WRITTEN REQUEST :: Gather each line below that contains the string "branch"; letter case is significant.

(Labeled point records)
============

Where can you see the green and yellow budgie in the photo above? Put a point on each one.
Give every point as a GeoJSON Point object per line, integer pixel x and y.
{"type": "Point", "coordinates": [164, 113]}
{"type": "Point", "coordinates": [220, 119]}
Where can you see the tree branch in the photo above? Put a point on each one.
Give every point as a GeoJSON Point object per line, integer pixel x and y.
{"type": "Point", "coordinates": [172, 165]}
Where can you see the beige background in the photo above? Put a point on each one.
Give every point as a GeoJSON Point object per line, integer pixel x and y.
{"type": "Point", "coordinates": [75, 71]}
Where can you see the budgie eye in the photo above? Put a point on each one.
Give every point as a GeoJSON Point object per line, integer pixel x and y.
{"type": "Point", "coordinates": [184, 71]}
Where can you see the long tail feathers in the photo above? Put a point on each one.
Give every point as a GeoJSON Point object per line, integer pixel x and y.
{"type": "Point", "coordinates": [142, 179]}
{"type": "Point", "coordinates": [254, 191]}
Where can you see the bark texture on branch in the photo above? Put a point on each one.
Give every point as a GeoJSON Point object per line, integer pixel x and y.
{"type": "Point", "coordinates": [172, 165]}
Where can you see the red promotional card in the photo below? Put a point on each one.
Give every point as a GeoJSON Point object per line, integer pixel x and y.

============

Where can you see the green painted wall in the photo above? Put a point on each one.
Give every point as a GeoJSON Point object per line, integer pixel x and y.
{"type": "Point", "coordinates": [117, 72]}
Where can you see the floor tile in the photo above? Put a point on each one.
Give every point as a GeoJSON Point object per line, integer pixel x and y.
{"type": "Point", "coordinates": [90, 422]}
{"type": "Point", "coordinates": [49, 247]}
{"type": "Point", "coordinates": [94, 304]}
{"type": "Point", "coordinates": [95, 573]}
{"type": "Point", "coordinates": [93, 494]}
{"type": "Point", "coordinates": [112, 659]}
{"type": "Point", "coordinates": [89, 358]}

============

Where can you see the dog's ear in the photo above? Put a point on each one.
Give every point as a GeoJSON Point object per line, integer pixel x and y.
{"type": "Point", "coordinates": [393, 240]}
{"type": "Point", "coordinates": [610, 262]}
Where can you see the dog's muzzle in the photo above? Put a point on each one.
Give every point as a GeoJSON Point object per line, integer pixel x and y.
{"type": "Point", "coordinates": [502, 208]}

============

THE SOLUTION ::
Where can you see the tree branch in the photo above? Put a point on each one.
Where can you see the bark texture on branch in the photo above? Put a point on each one.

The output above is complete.